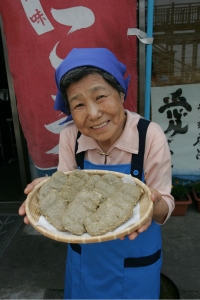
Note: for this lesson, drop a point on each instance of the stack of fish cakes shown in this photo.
(80, 202)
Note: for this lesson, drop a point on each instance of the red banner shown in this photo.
(39, 34)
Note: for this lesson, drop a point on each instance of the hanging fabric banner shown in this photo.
(177, 109)
(39, 35)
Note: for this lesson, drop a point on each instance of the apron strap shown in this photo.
(138, 159)
(79, 156)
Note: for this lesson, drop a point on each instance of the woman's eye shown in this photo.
(100, 96)
(78, 105)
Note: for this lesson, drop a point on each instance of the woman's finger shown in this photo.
(31, 185)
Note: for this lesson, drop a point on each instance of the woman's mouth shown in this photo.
(100, 125)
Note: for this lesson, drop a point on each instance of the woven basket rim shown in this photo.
(84, 239)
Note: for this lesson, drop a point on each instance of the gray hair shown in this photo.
(80, 72)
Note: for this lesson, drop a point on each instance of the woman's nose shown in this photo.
(93, 111)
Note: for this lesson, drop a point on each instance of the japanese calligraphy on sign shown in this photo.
(177, 110)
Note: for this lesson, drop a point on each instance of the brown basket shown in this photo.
(33, 214)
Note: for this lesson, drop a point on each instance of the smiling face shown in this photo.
(97, 109)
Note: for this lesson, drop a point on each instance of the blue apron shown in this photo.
(116, 269)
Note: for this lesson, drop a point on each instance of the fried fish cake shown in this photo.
(130, 192)
(82, 206)
(110, 214)
(52, 207)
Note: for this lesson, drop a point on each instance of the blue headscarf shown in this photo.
(101, 58)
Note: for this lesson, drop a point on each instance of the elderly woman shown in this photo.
(102, 135)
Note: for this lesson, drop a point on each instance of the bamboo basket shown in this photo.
(33, 214)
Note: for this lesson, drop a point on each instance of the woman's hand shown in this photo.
(28, 189)
(159, 213)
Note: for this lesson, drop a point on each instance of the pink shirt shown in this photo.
(157, 158)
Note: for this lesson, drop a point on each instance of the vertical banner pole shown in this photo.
(150, 10)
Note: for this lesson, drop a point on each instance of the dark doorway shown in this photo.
(12, 182)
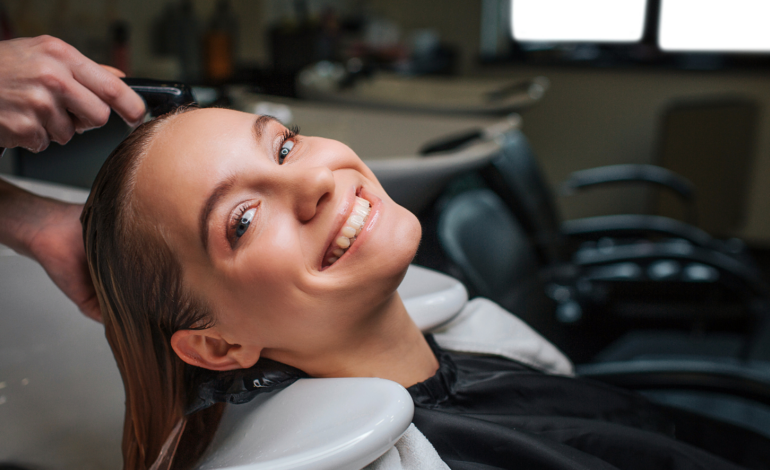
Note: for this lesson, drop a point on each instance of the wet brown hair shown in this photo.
(138, 281)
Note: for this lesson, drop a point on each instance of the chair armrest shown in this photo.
(604, 175)
(626, 225)
(717, 377)
(678, 250)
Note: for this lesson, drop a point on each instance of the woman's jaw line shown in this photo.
(349, 208)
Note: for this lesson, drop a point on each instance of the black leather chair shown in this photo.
(589, 283)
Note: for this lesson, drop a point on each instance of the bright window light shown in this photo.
(578, 20)
(715, 25)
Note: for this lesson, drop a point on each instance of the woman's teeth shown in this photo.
(350, 230)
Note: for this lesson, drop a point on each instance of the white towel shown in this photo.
(412, 452)
(483, 327)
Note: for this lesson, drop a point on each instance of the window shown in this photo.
(578, 20)
(714, 25)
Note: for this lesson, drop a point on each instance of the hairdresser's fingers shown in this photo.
(31, 135)
(110, 89)
(117, 72)
(89, 110)
(59, 125)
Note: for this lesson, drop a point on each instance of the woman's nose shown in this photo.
(312, 186)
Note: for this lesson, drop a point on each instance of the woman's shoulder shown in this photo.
(483, 327)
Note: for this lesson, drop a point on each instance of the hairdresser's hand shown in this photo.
(49, 91)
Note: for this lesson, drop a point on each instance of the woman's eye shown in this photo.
(285, 151)
(244, 222)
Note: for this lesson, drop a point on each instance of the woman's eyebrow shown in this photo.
(260, 124)
(220, 191)
(224, 186)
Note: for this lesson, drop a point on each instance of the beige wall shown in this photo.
(593, 117)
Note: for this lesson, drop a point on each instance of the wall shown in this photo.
(593, 117)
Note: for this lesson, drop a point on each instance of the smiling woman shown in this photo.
(217, 239)
(214, 246)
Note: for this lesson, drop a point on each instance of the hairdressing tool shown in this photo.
(161, 96)
(241, 385)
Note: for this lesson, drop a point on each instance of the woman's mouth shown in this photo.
(350, 230)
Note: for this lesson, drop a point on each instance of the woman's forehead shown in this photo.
(187, 158)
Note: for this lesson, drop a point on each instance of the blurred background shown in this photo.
(615, 96)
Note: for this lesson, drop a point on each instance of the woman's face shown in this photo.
(253, 214)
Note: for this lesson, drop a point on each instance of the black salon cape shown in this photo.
(485, 412)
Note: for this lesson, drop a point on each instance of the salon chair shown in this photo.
(61, 397)
(598, 277)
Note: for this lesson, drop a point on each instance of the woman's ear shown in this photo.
(207, 349)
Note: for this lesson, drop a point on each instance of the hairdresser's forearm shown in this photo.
(21, 216)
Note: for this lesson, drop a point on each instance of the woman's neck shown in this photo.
(388, 345)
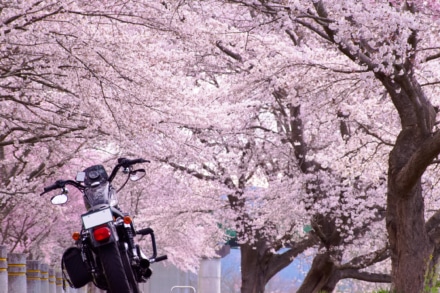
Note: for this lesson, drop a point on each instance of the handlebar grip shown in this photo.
(161, 258)
(145, 231)
(57, 184)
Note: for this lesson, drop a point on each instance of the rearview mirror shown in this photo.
(135, 175)
(59, 199)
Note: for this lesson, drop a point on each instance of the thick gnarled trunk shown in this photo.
(410, 245)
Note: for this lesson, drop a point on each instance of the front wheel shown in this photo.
(113, 269)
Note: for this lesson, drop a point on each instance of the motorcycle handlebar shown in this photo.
(123, 162)
(127, 163)
(61, 184)
(160, 258)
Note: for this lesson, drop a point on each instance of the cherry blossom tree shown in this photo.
(287, 112)
(394, 56)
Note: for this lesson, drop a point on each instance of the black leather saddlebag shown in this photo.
(75, 271)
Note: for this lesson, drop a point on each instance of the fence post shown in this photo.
(209, 276)
(59, 281)
(44, 277)
(33, 277)
(52, 285)
(3, 267)
(16, 273)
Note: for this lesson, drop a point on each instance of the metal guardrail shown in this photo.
(183, 287)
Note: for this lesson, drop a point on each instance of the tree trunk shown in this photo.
(409, 242)
(319, 275)
(410, 245)
(254, 265)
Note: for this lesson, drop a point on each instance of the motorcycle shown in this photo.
(105, 252)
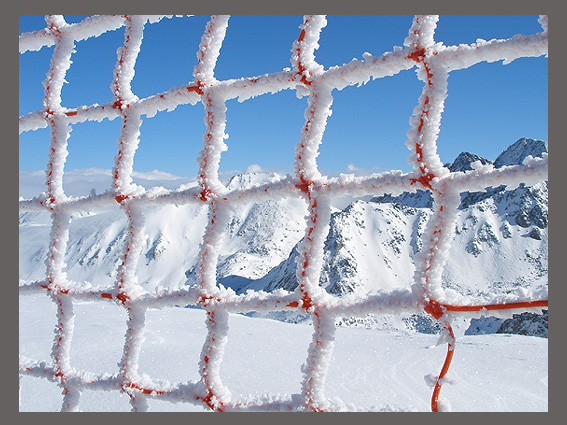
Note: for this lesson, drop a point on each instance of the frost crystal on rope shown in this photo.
(433, 63)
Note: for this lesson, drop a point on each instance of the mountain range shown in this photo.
(500, 244)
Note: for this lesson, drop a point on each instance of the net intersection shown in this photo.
(433, 62)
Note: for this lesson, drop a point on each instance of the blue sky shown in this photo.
(489, 106)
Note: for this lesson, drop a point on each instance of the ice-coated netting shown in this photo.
(433, 61)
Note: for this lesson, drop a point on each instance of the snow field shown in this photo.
(434, 62)
(370, 369)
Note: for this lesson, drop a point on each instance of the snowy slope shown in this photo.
(500, 243)
(371, 369)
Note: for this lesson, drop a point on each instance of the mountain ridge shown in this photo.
(500, 242)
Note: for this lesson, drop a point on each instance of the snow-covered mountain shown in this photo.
(500, 242)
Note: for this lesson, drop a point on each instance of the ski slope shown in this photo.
(371, 370)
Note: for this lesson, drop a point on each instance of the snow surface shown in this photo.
(386, 370)
(319, 385)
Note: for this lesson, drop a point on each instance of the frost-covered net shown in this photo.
(434, 62)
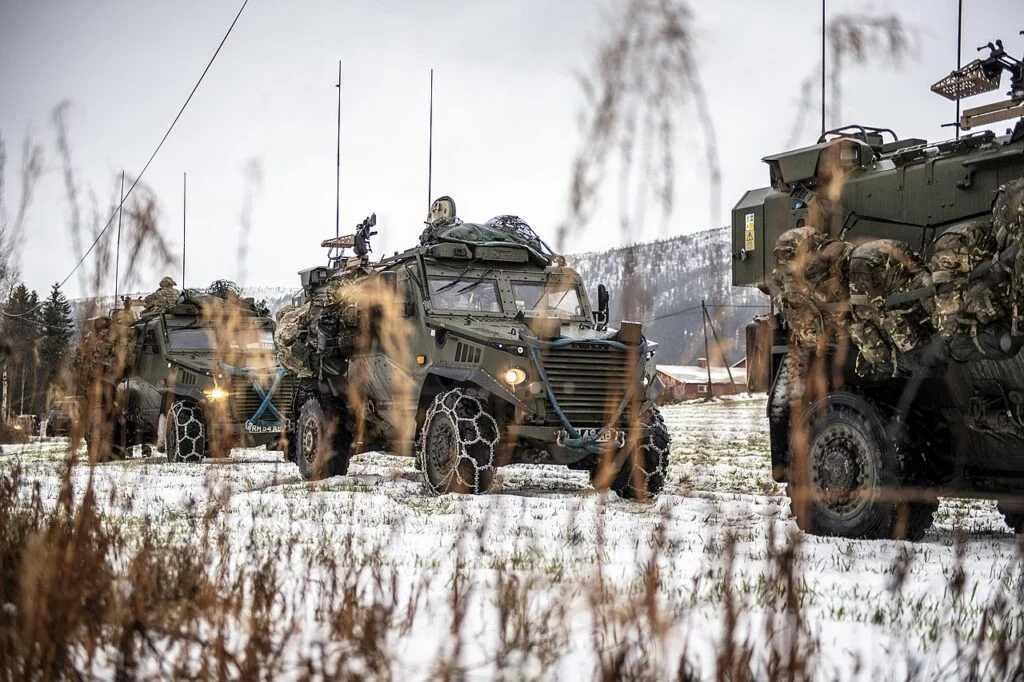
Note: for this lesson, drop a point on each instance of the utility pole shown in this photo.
(704, 320)
(720, 346)
(117, 255)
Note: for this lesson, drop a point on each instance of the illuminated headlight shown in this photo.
(215, 393)
(514, 376)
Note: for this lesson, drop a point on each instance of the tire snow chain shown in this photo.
(441, 407)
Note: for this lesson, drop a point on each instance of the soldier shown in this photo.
(883, 326)
(441, 215)
(165, 297)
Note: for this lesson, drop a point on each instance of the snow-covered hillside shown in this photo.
(663, 283)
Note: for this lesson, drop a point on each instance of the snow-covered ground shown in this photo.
(862, 609)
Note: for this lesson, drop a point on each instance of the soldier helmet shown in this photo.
(441, 209)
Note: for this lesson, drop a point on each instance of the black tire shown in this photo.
(185, 432)
(121, 441)
(323, 439)
(846, 482)
(642, 473)
(458, 444)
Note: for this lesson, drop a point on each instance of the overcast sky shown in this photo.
(506, 112)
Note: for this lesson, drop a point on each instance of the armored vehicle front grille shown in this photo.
(245, 399)
(589, 381)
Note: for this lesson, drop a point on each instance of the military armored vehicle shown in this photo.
(199, 377)
(891, 358)
(476, 348)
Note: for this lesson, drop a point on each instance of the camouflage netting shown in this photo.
(809, 282)
(1008, 218)
(224, 289)
(879, 270)
(965, 294)
(329, 324)
(500, 229)
(962, 304)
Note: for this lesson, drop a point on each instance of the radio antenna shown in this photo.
(117, 253)
(822, 67)
(430, 142)
(960, 49)
(337, 201)
(184, 206)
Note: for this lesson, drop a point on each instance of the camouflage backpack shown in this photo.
(1008, 218)
(809, 282)
(960, 303)
(880, 271)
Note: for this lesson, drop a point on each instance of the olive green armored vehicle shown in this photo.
(199, 377)
(474, 349)
(892, 358)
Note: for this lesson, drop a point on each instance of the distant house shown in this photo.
(688, 382)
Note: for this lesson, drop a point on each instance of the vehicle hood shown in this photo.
(208, 365)
(494, 330)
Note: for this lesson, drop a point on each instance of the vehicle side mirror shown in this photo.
(601, 317)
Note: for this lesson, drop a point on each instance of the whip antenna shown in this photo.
(184, 205)
(430, 141)
(822, 67)
(337, 201)
(960, 49)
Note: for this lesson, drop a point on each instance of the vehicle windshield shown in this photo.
(469, 294)
(207, 340)
(548, 298)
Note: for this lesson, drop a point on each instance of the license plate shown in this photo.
(595, 435)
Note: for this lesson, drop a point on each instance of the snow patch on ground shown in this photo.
(546, 523)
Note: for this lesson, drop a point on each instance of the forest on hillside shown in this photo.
(663, 283)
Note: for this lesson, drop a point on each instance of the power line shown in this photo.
(695, 308)
(155, 152)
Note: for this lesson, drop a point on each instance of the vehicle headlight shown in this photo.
(514, 376)
(215, 393)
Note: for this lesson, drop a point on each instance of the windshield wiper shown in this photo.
(476, 283)
(459, 279)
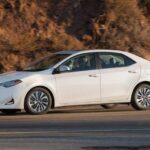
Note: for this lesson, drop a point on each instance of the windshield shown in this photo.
(45, 63)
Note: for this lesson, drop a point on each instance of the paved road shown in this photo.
(87, 128)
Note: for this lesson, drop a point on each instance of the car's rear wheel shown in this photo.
(141, 97)
(9, 111)
(38, 101)
(108, 106)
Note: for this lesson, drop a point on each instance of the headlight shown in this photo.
(10, 83)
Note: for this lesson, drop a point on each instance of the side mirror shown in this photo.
(64, 68)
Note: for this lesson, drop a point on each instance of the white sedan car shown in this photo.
(77, 78)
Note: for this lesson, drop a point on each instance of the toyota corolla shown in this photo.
(67, 78)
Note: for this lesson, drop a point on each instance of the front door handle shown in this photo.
(132, 71)
(93, 75)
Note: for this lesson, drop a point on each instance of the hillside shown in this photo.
(30, 29)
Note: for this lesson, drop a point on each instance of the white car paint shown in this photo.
(99, 86)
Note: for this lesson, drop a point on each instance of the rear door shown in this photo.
(119, 75)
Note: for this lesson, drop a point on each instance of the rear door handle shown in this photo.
(132, 71)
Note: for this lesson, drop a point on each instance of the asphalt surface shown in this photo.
(83, 128)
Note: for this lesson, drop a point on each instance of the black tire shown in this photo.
(9, 111)
(39, 106)
(108, 106)
(139, 101)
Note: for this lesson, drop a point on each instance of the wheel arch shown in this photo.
(140, 83)
(52, 95)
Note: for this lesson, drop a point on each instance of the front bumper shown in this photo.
(9, 94)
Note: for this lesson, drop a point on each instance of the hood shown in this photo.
(14, 75)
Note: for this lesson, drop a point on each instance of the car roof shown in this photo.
(71, 52)
(67, 52)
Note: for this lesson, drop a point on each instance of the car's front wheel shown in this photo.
(141, 97)
(38, 101)
(9, 111)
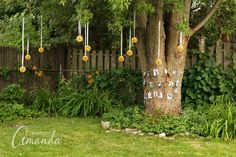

.....

CHALLENGE. Extract from the data above every line containing the word "window", and copy each of those lines unchanged.

OUTPUT FOR THIS TASK.
Note: for this lesson, drop a point on each instance of the bright window light shown in this photo.
Note: for this lesson, drop a point on each instance of the window shown in this photo.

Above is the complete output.